§ Rincian Tugas
Tolong salin persis bagian artikel tentang larangan celana ketat di Aceh yang dimulai dengan kata-kata "Skip to main" dan berakhir dengan "di daerah ini.".

§ Cuplikan Dokumen
Skip to main content

Dicari, Perempuan Bercelana Ketat

Otonomi daerah yang diterapkan beberapa tahun silam, memberikan kebebasan kepada daerah-daerah untuk mengurus daerah masing-masing sesuai dengan kepentingan dan kebutuhan daerah tersebut. Pemerintah daerah (Pemda) berwenang membuat aturan atau regulasi untuk menertibkan dan memajukan daerahnya. Hal ini pula yang mendasari lahirnya peraturan daerah (Perda) di Provinsi Nanggroe Aceh Darussalam, tentang pelarangan memakai celana ketat. Aceh juga dikenal dengan nama daerah Serambi Mekah, yang memang penerapan syariat Islam semakin kental di daerah ini.

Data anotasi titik

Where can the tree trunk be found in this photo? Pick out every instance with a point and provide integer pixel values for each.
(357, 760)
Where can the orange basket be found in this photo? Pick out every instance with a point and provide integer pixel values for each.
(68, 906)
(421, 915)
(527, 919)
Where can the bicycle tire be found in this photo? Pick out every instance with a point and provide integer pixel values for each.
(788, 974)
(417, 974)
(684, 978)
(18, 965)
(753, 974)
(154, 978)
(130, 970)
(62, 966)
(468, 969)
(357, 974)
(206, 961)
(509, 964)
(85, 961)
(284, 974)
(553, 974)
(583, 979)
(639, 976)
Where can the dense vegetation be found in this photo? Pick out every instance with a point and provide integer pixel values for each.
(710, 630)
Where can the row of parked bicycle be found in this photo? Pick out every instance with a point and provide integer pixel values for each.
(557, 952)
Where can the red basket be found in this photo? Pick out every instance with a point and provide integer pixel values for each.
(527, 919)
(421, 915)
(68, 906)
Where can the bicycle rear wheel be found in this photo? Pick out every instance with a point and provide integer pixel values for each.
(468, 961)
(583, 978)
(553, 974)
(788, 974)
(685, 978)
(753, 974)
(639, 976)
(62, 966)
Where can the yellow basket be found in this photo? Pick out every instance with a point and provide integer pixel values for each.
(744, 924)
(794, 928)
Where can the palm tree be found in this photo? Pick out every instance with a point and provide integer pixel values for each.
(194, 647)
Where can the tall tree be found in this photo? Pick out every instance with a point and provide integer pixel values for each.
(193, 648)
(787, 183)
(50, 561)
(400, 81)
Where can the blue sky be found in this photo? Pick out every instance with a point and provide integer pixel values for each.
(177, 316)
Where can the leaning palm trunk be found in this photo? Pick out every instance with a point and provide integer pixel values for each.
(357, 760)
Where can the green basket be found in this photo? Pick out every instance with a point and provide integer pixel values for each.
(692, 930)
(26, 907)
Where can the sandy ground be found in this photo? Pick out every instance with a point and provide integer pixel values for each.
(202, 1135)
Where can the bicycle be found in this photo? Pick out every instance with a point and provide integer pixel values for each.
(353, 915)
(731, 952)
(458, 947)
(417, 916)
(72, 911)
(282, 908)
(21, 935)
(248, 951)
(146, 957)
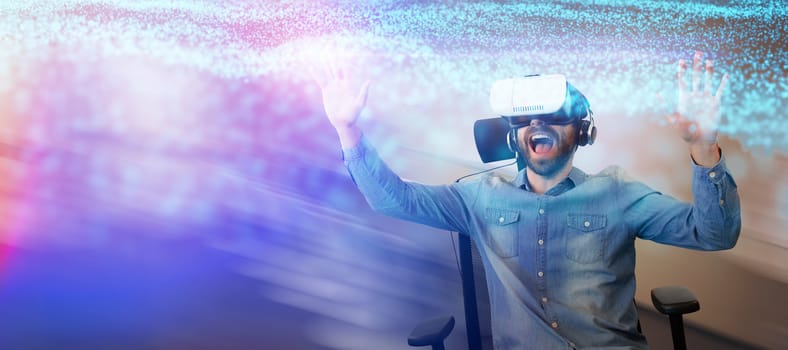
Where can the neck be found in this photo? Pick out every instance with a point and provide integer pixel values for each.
(541, 184)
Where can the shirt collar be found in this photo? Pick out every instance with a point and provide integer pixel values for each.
(575, 178)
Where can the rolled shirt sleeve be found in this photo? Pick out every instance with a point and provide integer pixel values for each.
(711, 222)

§ Hasil Tugas
Skip to main content

Dicari, Perempuan Bercelana Ketat

Otonomi daerah yang diterapkan beberapa tahun silam, memberikan kebebasan kepada daerah-daerah untuk mengurus daerah masing-masing sesuai dengan kepentingan dan kebutuhan daerah tersebut. Pemerintah daerah (Pemda) berwenang membuat aturan atau regulasi untuk menertibkan dan memajukan daerahnya. Hal ini pula yang mendasari lahirnya peraturan daerah (Perda) di Provinsi Nanggroe Aceh Darussalam, tentang pelarangan memakai celana ketat. Aceh juga dikenal dengan nama daerah Serambi Mekah, yang memang penerapan syariat Islam semakin kental di daerah ini.